*DIRECTIONS*:
a: In the article on unifying sales forces after mergers, what often results when different sales cultures and levels of sophistication are brought together in a newly merged organization?
b: Write what comes next in the article on unifying sales forces after mergers, picking up right after its final paragraph.

*TEXT PROVIDED*:
________________

Merged Firms Need Unified Salesforce by Kevin Davis

In this time of record-breaking mergers and mega-mergers, creating a unified sales force with a common language and single message becomes imperative if your newly-created firm is to achieve its goals. Find out what some progressive firms are doing to achieve this.

In this time of record-breaking mergers and mega-mergers, creating a unified sales force with a common language and single message becomes imperative if your newly-created firm is to achieve its goals.

When you bring together different sales cultures and levels of sophistication within a newly-merged organization the result is often reduced sales, erosion of trust with customers and ineffective coaching of the sales process.

Your sales force is your frontline of contact with your customer. They carry your corporate message, your philosophy, and deliver the value you offer. They are the implementers of your marketing strategy. It doesn’t matter who you are, if your sales force is giving conflicting signals, rather than a consistent message, you erode your name and what you stand for.

________________

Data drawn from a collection
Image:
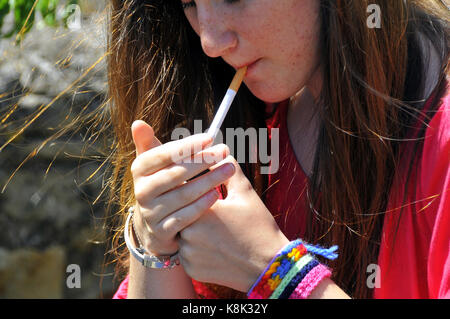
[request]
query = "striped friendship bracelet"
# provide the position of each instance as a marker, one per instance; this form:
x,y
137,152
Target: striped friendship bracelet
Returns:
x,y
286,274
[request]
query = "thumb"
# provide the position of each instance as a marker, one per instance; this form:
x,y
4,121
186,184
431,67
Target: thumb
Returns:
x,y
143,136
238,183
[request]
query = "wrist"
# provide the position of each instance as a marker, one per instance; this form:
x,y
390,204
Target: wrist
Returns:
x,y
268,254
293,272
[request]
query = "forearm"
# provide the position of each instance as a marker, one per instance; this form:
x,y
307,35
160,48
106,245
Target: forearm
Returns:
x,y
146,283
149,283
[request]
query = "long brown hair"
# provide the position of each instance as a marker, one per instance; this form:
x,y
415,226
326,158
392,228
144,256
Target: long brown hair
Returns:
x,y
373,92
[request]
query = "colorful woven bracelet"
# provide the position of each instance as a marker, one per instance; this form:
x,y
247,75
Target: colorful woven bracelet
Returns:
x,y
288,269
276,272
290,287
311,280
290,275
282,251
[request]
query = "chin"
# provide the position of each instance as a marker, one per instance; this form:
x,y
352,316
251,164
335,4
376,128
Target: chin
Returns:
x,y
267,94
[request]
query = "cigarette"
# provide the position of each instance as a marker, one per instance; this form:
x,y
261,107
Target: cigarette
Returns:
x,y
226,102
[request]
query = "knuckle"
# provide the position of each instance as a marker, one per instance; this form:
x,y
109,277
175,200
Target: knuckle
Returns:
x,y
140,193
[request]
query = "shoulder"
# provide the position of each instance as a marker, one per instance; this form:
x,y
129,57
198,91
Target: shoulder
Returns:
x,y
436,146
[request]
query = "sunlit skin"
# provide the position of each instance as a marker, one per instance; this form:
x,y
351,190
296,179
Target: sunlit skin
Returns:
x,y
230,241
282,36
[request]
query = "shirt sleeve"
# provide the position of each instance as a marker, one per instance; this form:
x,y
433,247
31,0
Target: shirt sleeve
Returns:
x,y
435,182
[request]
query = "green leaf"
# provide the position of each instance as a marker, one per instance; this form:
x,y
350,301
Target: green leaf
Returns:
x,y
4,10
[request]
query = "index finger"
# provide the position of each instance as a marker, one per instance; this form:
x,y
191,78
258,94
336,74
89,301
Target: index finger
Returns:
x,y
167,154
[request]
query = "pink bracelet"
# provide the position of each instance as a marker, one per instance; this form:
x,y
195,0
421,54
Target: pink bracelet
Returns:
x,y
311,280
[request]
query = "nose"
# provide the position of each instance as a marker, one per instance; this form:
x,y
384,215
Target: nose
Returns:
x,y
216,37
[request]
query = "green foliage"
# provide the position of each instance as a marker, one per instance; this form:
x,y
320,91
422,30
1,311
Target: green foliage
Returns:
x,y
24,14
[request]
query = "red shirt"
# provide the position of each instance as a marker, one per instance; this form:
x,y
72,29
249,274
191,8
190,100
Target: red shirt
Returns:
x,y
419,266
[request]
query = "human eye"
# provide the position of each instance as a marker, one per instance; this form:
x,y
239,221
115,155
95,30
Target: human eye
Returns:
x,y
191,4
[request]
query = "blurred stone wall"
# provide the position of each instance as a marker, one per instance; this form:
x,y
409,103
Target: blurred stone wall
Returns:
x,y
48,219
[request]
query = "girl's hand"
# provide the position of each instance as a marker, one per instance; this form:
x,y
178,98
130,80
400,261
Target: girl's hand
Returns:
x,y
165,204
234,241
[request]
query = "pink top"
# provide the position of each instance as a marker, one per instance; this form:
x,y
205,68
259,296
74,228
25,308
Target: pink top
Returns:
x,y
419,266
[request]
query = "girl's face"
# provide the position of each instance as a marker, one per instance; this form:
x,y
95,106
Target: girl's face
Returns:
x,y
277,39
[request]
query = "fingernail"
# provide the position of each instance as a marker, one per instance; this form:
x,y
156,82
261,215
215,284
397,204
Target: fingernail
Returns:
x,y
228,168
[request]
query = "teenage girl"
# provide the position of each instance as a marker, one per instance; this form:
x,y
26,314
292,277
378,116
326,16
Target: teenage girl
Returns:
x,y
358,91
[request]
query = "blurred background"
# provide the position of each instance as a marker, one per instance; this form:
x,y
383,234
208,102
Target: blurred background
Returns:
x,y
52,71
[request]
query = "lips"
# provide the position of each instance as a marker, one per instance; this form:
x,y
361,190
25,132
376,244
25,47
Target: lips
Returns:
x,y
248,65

________________

*EXERCISE RESULTS*:
a: The result is often reduced sales, erosion of trust with customers, and ineffective coaching of the sales process.

b:
Without a common selling language, recently merged firms may find they are fielding “bands of selling nomads,” salespeople that complicate, rather than simplify clients’ lives.

This is particularly true if your company has national accounts with multiple client locations, and multiple salespeople calling on that account. Varying communication styles, standards, and levels of expertise can cause clients to go elsewhere if another firm is more coherent and efficient in its approach.

The most progressive firms must create a new sales culture superior to predecessors, one that all members of the sales organization can master and implement. The successfully merged sales force will have shared standards of value, customer responsiveness and communication systems.

For instance, IKON Office Solutions, a leading supplier of office equipment and technology products, had purchased some 85 office equipment dealerships throughout North America, each with its own corporate culture, psychology and approach to selling. The acquired organizations, however, had a varied commitment to sales training. For example, one unit provide four weeks of in-depth training while another provided training only to those salespeople who survived ten months on the job.

A leading provider of technology products and services, with $5 billion in sales, IKON wanted to maximize market opportunity with a highly skilled, unified, and customer-driven sales force. An added goal was to install a common sales process that would enable sales managers to coach more effectively by enabling them to more accurately diagnose the development needs of individual salespeople.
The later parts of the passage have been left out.